> **Exercise**
Return the listing below unchanged, reproducing every line in the same order.

> **Dataset excerpts**
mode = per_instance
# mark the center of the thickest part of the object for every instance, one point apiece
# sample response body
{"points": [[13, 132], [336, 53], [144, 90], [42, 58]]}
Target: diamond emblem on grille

> **Answer to this problem**
mode = per_instance
# mark the center of the thickest part of the object for every instance, one point apiece
# sample response body
{"points": [[13, 132], [336, 53], [144, 90], [42, 58]]}
Target: diamond emblem on grille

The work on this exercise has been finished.